-------- EXCERPT TO READ

COVID-19 an accelerator of digitalizationNovember 04, 2021
Story by Rob Rombouts
The COVID-19 pandemic accelerated the digitalization of many workplaces, and it is not a pattern that is likely to be reversed, although the form it takes is likely to continue to change.
While the move to remote work led to a quick adoption of digital workplaces, Geoffrey Wood, professor and chair of the DAN Department of Management & Organization Studies, said the process is likely at a bit of plateau, as people and firms consider the changes that have occurred.
Wood and his co-authors examined how the COVID-19 drove or constrained the digitalization of business in a paper ‘COVID-19 and digitalization: The great acceleration’, published in the Journal of Business Research.
“There will likely be a period of consolidation, maybe even a period of unwinding, but,” said Wood, the move toward digitalization “is an inevitable process.”
Digitalization is more than just the more to remote working and paperless offices, but “about the usage of data in novel forms, given the decline of traditional forms of exchange, and the decline of sharing of ideas in the office space.”
Digitalization provides benefits, such as allowing information to be shared in a more neutral space. Remote work is also generally more popular with workers and leads to a sense of greater job satisfaction. There are, however, some negative impacts for workers and firms.
“There is an increase in surveillance, with more data collection about employees, beyond acceptable practice,” said Wood. Some sectors of the economy, such as commercial real estate, are ‘being squeezed by the model’. Wood also said that some forms of knowledge can be difficult to transfer.
“Many people are buying property outside of the traditional commuting area in anticipation that they will be able to carry on remote work indefinitely,” said Wood, pointing out this is more evident among a wealthy middle-class group, and “is more of a life-style choice.”

----------------
-------- EXTRACTED MATERIAL

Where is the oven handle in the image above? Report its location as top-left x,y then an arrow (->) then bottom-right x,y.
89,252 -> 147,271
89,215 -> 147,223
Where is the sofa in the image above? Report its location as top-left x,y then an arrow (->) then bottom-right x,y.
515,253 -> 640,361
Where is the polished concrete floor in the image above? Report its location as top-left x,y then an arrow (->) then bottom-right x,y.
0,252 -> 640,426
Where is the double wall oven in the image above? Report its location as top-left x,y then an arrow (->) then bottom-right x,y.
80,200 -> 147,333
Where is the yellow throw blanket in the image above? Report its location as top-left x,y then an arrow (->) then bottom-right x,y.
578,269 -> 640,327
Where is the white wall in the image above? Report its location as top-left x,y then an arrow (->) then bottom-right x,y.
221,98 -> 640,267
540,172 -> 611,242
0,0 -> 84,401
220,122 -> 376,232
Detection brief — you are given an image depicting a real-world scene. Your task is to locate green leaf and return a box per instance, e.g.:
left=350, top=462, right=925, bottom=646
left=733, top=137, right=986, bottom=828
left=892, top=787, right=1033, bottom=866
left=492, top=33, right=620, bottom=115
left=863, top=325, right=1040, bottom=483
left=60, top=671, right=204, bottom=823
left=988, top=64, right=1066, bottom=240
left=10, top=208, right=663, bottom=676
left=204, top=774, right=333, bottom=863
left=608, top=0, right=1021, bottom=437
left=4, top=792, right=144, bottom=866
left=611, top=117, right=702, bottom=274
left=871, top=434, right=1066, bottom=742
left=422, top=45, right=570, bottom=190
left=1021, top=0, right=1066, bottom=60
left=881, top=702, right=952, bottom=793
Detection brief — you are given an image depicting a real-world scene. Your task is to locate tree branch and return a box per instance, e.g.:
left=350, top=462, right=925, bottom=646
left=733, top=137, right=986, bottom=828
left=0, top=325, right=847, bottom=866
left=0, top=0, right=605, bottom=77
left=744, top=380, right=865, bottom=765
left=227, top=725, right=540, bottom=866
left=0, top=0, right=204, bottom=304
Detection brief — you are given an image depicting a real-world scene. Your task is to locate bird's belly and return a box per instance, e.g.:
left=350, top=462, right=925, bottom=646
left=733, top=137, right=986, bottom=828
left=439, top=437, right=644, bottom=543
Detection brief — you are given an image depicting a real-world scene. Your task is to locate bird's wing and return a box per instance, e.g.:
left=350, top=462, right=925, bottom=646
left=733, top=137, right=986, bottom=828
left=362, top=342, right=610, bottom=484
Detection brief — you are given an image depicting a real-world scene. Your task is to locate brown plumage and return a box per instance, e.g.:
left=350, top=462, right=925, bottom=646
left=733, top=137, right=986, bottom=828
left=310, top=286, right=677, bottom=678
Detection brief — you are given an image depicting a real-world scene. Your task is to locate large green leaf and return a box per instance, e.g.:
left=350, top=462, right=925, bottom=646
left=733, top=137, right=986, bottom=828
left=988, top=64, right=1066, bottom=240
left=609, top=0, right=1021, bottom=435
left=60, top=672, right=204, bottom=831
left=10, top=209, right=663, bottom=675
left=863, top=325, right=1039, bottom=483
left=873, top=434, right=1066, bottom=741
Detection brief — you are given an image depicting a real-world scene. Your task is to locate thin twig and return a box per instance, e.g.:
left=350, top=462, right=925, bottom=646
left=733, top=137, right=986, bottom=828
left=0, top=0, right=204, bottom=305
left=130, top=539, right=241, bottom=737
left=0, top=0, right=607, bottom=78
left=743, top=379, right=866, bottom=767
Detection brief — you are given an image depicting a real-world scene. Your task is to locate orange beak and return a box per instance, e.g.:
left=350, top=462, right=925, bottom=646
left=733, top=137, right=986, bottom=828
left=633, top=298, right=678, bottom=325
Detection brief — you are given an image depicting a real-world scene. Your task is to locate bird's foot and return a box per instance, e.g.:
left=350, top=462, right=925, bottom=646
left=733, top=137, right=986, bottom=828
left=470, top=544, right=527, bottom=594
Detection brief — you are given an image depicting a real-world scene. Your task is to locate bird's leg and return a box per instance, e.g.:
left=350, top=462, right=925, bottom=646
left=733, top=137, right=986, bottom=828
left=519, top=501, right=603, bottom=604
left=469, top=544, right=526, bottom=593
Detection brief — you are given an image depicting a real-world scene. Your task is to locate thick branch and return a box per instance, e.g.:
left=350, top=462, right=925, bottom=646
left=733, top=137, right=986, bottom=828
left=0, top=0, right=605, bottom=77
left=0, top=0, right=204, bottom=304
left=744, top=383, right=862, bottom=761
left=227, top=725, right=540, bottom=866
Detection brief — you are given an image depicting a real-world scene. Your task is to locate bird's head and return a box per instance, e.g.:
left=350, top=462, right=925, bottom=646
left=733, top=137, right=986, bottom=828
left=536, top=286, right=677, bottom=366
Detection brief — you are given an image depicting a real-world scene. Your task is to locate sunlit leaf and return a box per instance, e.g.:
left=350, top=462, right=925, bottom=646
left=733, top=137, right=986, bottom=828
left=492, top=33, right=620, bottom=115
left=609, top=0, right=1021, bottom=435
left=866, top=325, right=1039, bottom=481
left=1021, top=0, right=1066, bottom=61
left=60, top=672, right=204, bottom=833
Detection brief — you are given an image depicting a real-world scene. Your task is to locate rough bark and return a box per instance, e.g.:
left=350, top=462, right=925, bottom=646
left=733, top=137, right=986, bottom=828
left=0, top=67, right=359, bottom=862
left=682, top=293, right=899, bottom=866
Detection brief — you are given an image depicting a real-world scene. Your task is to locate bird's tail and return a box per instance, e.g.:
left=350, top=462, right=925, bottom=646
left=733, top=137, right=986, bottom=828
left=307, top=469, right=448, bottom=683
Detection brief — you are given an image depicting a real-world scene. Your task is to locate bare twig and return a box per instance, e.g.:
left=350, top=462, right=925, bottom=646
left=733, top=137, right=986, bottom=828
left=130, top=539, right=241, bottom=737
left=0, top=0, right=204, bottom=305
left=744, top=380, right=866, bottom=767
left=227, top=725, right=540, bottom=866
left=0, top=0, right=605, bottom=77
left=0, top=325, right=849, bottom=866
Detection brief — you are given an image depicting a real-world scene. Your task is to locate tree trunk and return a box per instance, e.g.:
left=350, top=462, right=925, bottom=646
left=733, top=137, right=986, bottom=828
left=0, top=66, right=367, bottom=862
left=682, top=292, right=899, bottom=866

----------------

TASK LIST:
1 - List the drawbacks of digitalization that Wood names in the article on COVID-19 and digitalization.
2 - In the article on COVID-19 and digitalization, which journal published the paper by Wood and his co-authors?
3 - Pick up the article on COVID-19 and digitalization after its last sentence and keep writing it.

RESPONSES:
1 -
- An increase in surveillance, with more data collection about employees beyond acceptable practice
- Some sectors of the economy, such as commercial real estate, being squeezed by the model
- Some forms of knowledge being difficult to transfer

2 - The Journal of Business Research

3 -
Despite the popularity of a digitalized workspace, some countries and firms are interested in reversing the trend.
“Tech companies are generally supportive of remote work, and financial services are more skeptical,” said Wood. “Countries that seem most keen on re-setting are those with relatively large financial services industries, and where property managers have more influence.”
In the United Kingdom, for example, the message has been that “people need to stop slacking and go back to work.” In comparison, in Canada, the more common view has been that if office workers are able to do their work, it is not really a problem for them to continue to do so remotely.
There will continue to be potential unforeseen circumstances, said Wood. Some workers, especially those without family, may have increased rates of loneliness. There may also be issues with internet connectivity, some of which can be addressed through infrastructure improvement, but other issues are more complicated, including the risk caused by internet outages. If data is stored remotely, or if firms are dependent on a system that usually works well, outages could present significant difficulties, especially given there are not always clear reasons for such outages.
“Some are foreseen and predictable, such as those due to a weak spot in infrastructure,” said Wood, but other causes can be more obscure and be more difficult to address.
“People have invested heavily in property, and will make a case to work from home. Employers recognize they can save money on space and have a happier workforce,” said Wood. “Lots of people clearly wanted to do it beforehand. It was evident, and they seized the opportunity and wish to carry-on doing it - they are committing housing decisions in doing this - and organizations need to recognize that.”